:: Supplied records ::
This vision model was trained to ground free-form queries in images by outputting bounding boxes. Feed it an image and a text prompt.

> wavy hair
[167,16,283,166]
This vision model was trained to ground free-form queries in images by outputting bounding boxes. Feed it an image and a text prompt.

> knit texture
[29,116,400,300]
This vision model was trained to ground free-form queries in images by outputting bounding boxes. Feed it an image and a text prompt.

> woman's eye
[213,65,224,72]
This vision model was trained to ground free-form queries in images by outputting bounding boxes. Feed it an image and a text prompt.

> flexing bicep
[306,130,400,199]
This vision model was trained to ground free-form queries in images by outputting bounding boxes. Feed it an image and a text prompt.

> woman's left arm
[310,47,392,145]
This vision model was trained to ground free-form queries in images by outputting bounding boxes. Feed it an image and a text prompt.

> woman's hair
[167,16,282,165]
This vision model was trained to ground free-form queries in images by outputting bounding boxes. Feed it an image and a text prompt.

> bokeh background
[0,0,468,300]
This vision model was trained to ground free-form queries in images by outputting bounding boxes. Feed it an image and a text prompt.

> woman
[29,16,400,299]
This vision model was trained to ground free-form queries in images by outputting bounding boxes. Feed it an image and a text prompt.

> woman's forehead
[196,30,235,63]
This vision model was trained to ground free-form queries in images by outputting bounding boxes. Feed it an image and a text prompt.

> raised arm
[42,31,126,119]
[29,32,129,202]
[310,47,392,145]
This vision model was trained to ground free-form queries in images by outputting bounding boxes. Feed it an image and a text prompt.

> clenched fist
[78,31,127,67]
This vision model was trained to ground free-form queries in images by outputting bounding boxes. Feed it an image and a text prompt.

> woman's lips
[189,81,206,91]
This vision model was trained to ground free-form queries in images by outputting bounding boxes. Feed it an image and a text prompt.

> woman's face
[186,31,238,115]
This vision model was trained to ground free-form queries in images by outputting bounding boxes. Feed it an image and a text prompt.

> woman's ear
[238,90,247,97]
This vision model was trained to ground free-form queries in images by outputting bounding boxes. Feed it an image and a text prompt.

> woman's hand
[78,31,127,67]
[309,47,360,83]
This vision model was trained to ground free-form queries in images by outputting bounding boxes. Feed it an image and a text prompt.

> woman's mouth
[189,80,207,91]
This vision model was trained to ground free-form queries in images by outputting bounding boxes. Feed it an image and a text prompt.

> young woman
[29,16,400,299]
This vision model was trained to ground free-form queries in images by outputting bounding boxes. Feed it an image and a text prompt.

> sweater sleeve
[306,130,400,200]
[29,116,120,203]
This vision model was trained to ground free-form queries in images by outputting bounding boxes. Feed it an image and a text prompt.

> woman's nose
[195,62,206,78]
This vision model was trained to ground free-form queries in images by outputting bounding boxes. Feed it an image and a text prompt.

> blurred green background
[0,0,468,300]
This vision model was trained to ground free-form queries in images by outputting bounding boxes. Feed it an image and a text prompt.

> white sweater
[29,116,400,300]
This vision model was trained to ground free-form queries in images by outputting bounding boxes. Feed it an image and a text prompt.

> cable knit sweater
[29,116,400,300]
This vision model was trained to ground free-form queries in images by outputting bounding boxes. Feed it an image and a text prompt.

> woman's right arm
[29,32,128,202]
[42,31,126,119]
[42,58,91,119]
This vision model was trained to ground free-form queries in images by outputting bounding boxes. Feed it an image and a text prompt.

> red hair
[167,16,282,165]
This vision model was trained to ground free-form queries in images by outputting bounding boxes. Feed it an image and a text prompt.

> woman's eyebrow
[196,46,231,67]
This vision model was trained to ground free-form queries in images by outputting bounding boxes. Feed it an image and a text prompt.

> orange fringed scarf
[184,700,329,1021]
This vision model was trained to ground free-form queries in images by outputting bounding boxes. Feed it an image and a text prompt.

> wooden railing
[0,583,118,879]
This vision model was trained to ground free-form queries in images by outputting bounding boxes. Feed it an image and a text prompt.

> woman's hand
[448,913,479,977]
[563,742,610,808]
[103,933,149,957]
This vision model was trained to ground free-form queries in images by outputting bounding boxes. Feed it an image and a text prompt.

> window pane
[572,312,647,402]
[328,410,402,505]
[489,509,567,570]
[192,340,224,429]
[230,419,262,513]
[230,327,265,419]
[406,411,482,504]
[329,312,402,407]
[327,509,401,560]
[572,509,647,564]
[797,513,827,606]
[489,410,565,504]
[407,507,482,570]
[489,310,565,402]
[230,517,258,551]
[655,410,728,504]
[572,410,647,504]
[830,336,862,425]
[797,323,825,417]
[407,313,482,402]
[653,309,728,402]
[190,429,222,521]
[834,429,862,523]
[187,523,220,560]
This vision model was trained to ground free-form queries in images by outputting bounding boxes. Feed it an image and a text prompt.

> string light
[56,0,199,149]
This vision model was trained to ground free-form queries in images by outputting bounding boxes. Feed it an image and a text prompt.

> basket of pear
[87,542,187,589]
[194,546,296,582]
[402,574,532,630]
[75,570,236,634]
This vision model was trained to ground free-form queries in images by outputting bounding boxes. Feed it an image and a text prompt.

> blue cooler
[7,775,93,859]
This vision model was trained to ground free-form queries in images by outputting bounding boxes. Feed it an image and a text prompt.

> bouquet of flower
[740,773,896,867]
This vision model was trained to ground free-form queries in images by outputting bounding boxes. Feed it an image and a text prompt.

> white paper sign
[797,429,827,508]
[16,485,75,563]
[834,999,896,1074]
:::
- What is required -
Copy out all of the material above word for word, with every line in its original order.

- Expected answer -
This vision model was trained to ground free-form queries in images by outputting bounding boxes. Feed it an image and a text prompt.

> wavy hair
[167,16,283,166]
This vision model was trained to ground free-form queries in images by outputting bounding boxes. Feed it an image and a text prompt.

> knit texture
[29,116,400,300]
This vision model was trained to ground free-form queries in images by outputting bounding boxes. Feed it an image and a text prompt.

> woman's eye
[213,65,224,72]
This vision model was trained to ground free-form queries in images by outputting bounding boxes. Feed it an image and a text prompt.

> flexing bicep
[306,130,400,199]
This vision model was trained to ground free-form queries in images by outputting bounding boxes. Feed it an image and a text prompt.

> woman's left arm
[310,47,392,145]
This vision model was trained to ground free-form queries in images by outputting bounding boxes. Feed it an image and a text prompt.

> woman's hair
[167,16,282,165]
This vision model was trained to ground free-form queries in images by outputting bounding boxes. Feed it an image and a text prompt.

> bokeh background
[0,0,468,300]
This vision model was trained to ground free-form queries in images by outputting bounding boxes. Feed it an image and a text prompt.

> woman
[29,16,400,299]
This vision model was trained to ground free-form queries in images by outputting bounding boxes. Feed it an image and a text prompt.

> woman's forehead
[196,30,235,63]
This vision model was trained to ground free-form queries in images by outputting bounding boxes. Feed it an image and a text prompt.

> raised arm
[42,31,126,119]
[29,32,129,202]
[310,47,392,145]
This vision model was trained to ground free-form queries in images by outputting bounding boxes. Feed it an image and a text prompt.

> clenched fist
[78,31,127,67]
This vision model was trained to ground free-form queries in images by outputting bounding boxes. Feed it an image and a text prompt.

> woman's lips
[189,81,206,91]
This vision model was trained to ground free-form queries in images by outputting bounding boxes. Feed it an image and a text prompt.

> woman's face
[186,31,238,115]
This vision model was trained to ground free-form queries in images by outputting bounding boxes. Feed it an image and a text prompt.

> woman's ear
[238,90,247,97]
This vision model was trained to ground free-form queries in images by outputting bounding boxes. Feed it an image and a text prompt.

> woman's hand
[78,31,127,67]
[309,47,360,83]
This vision model was trained to ground free-form queries in images by outputting bounding boxes. Feed it an image and a text prompt.

> woman's mouth
[189,80,207,91]
This vision model was trained to ground free-form queries in images by outputting bounding boxes. Feed it an image and a text prompt.

> young woman
[29,16,400,299]
This vision model was trained to ground free-form queries in images by outputting bounding boxes. Feed it an image and a text prompt.

> sweater sleeve
[306,130,400,200]
[29,116,120,203]
This vision model was trained to ground free-form queries in images by outputting bounding boxes. Feed it an image and a text prompt.

> woman's nose
[195,62,206,78]
This vision model was trained to ground free-form queries in images by outputting bounding boxes. Feed it an image and a text prompt.

> blurred green background
[0,0,468,300]
This vision model was trained to ground free-form queries in images by outputting bounding boxes. Feed it an image and a text prompt.

> white sweater
[29,116,400,300]
This vision model was trained to ground free-form queries in images by outputting bounding boxes. Feed it an image and a text prompt.

> cable knit sweater
[29,116,400,300]
This vision model was trained to ground free-form queries in images by outputting bounding boxes. Feed it an image and a text prompt.

> woman's right arm
[29,32,128,202]
[42,31,126,119]
[42,58,91,119]
This vision model was trained to ground free-form queries in images by outputting bounding boxes. Feed it an image and a text prompt.

> red hair
[167,16,282,165]
This vision model was trained to ground free-form queries in images by outputting bounding boxes. Feed it an image and a text prompt.

> woman's eyebrow
[196,46,231,67]
This vision model was trained to ground free-form queries in images by outputting bounding boxes. Feed it an image and a text prompt.

> orange fringed scarf
[184,700,329,1021]
This vision model was trained to ground free-form queries in images by outputting bounding boxes. Feed it an image and a text prompt.

> wooden railing
[0,583,118,879]
This vision model was trained to ground free-form queries in images by outputting bounding boxes. Feed it an image and a text prompt.

> woman's hand
[448,913,479,977]
[563,742,610,808]
[103,933,149,957]
This vision model was trained to ground free-form queries in images by outputting bounding boxes. Feed it an image and a text prompt.

> window pane
[572,312,647,402]
[328,410,402,505]
[489,509,567,570]
[192,340,224,429]
[230,419,262,513]
[230,327,265,419]
[406,411,482,504]
[329,312,402,407]
[327,509,401,560]
[572,509,647,564]
[797,513,827,606]
[489,410,565,504]
[407,507,482,570]
[489,310,565,402]
[230,517,258,551]
[655,410,728,504]
[572,410,647,504]
[830,336,862,425]
[797,323,825,417]
[407,313,482,402]
[653,309,728,402]
[190,429,222,521]
[834,429,862,523]
[187,523,220,560]
This vision model was trained to ground free-form queries in images by outputting bounding boxes. Feed it an image and a text prompt.

> string light
[56,0,199,149]
This vision model was trained to ground free-form queries in images by outputting bounding boxes. Feed it an image and a text prompt.

> basket of pear
[87,542,187,589]
[194,546,296,582]
[402,574,532,630]
[75,570,236,634]
This vision model was trained to ground free-form queries in images by outputting bounding boxes. Feed it an image and a text prompt.

> blue cooler
[7,775,93,859]
This vision model was trained to ground free-form queries in images by outputting bounding boxes. Feed it an image and a text prompt.

> bouquet of flower
[740,773,896,867]
This vision model was trained to ground free-form queries in images by outputting bounding boxes. Feed it an image and a text prompt.

> white paper sign
[797,429,827,508]
[16,485,75,563]
[834,999,896,1074]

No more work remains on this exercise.